**Aim**: Please find each line in the rows below that contains the word "vegetation", and copy those lines out.

(Labeling entries for object positions)
====

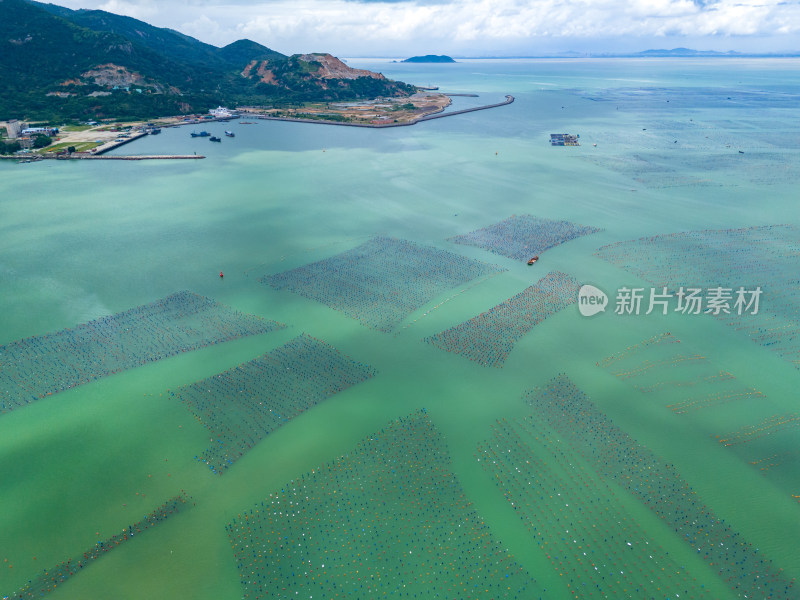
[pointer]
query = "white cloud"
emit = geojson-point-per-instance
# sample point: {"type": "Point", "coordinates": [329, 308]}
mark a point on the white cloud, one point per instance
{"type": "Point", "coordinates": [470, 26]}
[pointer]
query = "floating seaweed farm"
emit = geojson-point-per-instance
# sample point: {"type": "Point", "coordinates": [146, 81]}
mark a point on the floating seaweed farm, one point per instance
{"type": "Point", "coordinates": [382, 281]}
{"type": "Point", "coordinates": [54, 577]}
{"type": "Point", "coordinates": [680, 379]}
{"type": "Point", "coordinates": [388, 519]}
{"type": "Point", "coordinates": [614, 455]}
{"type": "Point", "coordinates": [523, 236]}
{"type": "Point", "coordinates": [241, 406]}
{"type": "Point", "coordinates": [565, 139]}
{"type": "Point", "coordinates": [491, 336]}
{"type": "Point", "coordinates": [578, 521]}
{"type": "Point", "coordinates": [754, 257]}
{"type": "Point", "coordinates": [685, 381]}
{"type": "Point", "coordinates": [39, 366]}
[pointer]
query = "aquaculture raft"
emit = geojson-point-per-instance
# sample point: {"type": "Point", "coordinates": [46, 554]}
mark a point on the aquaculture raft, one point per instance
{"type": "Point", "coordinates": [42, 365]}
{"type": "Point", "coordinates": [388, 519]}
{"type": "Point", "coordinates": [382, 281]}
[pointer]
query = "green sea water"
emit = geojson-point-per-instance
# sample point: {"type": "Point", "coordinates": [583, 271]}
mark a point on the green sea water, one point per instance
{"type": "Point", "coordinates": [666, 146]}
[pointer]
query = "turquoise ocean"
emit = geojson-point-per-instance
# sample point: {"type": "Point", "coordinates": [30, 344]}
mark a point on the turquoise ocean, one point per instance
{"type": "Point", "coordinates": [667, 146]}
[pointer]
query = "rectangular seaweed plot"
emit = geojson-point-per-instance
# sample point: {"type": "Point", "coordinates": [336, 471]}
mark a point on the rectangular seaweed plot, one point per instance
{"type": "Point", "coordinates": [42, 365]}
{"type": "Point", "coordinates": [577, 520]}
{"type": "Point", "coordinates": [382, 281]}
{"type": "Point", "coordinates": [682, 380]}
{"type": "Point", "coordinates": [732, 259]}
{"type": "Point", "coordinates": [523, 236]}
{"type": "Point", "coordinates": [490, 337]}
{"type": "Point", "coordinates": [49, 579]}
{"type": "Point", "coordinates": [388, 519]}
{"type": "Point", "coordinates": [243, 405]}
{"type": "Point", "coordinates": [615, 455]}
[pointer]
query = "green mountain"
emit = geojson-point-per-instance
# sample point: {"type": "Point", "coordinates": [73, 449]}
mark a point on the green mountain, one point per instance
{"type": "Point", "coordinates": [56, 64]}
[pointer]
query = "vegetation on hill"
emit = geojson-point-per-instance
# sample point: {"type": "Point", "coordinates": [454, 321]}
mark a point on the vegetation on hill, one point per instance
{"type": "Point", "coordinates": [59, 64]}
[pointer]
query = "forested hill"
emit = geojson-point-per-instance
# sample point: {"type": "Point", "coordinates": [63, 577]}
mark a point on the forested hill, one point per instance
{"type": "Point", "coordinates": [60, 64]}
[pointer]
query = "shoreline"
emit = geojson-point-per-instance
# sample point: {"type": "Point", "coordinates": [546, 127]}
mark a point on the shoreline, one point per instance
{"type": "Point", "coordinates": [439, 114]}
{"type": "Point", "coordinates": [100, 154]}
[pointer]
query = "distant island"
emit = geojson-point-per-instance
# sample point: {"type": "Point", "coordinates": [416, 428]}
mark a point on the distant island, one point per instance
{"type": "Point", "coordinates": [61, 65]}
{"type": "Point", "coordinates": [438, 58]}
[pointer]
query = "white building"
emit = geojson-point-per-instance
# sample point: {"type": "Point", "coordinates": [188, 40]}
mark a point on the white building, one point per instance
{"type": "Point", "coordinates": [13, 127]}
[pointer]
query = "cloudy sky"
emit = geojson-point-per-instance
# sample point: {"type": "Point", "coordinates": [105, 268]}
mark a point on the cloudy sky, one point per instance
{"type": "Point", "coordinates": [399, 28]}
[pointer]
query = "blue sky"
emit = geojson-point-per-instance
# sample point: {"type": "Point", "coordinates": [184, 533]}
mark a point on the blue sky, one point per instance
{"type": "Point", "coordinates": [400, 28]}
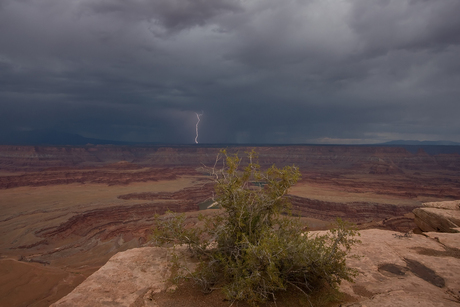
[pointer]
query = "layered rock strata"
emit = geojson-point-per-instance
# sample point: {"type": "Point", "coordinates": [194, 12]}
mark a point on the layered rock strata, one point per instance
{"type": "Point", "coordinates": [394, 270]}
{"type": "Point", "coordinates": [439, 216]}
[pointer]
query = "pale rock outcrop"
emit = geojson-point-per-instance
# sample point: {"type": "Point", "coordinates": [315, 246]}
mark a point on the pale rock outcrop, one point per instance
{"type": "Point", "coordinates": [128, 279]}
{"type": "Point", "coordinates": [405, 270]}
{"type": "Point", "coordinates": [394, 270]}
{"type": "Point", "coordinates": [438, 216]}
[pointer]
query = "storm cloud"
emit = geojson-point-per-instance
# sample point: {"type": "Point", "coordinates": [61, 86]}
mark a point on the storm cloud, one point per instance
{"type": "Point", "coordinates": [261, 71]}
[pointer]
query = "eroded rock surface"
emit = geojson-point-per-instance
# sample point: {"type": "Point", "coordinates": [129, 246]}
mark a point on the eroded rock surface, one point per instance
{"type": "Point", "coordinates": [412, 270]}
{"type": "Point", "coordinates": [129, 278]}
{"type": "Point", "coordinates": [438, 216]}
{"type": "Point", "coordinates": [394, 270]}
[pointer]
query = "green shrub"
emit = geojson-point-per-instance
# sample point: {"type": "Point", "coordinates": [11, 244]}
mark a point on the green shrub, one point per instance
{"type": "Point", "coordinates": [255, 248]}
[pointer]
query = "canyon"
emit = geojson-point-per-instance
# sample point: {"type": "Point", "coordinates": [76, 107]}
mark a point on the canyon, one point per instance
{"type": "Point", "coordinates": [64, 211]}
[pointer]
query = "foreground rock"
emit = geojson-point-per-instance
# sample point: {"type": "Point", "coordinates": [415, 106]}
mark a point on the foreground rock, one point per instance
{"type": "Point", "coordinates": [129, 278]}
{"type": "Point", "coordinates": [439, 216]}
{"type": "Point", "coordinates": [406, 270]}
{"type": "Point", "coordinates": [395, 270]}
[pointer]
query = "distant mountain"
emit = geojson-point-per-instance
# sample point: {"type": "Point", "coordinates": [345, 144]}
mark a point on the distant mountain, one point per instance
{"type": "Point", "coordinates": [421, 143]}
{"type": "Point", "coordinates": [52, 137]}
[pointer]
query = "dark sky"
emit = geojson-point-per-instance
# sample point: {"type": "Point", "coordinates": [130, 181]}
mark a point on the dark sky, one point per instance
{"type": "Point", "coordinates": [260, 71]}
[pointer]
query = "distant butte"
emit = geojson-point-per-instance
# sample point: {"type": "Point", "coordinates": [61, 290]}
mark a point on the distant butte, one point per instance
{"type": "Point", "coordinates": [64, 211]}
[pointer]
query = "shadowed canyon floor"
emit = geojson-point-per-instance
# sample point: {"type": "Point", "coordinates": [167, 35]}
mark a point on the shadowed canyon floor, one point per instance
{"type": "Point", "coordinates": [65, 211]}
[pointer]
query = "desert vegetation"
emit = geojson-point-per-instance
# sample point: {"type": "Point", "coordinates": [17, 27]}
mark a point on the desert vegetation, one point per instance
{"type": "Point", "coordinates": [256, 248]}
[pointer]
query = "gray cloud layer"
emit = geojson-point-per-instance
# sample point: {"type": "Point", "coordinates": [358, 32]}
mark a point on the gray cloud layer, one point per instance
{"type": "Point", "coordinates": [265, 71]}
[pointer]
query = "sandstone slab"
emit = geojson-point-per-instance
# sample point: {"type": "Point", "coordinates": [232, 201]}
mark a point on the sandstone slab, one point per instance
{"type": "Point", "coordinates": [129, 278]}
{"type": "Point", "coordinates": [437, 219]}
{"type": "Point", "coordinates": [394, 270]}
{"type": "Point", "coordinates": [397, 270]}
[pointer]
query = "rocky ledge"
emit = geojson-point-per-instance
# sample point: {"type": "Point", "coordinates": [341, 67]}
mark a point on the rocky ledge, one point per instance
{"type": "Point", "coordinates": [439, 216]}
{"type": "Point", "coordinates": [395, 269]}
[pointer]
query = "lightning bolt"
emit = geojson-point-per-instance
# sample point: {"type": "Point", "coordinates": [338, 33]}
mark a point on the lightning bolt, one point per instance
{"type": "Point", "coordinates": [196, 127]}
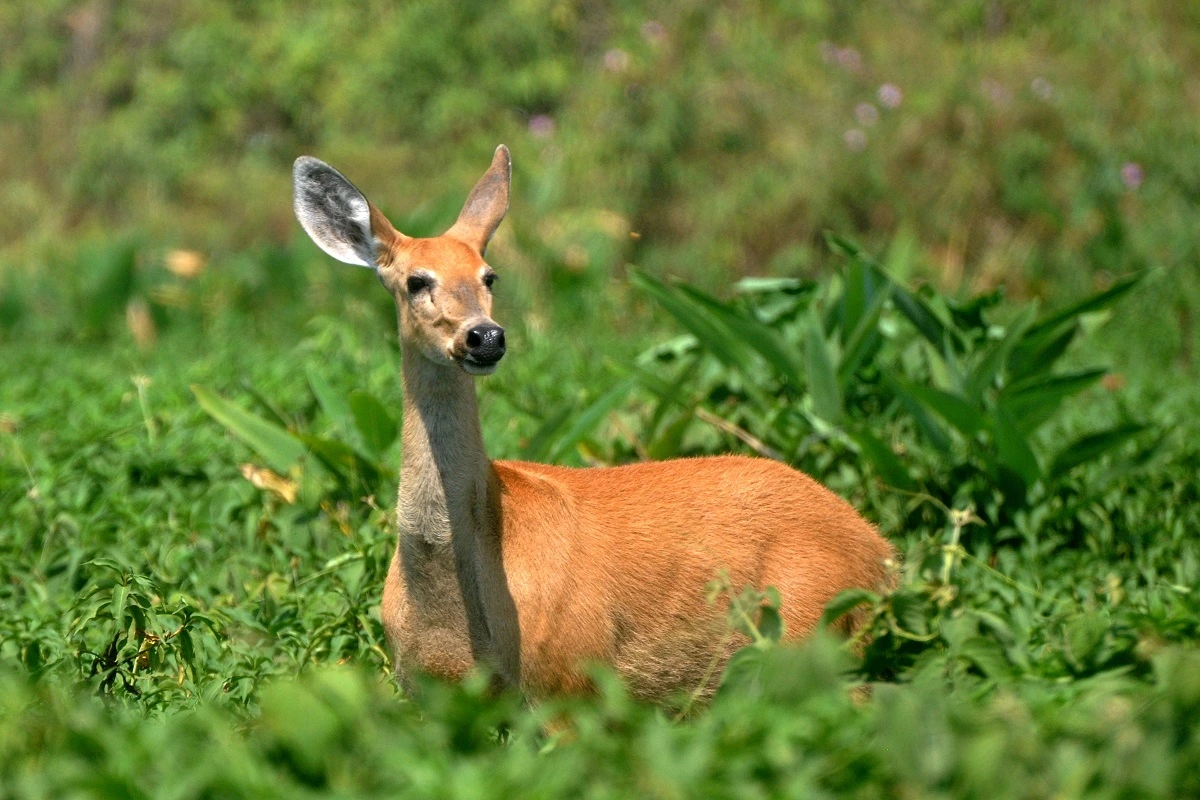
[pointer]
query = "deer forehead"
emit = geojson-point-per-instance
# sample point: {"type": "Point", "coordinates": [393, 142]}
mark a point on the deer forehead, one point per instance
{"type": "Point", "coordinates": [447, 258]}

====

**Exercise response**:
query = "vegetation on hill"
mark a point on the vegetation on hill, one point per instance
query = "desert vegetation"
mark a point on the desert vegetation, one point per instance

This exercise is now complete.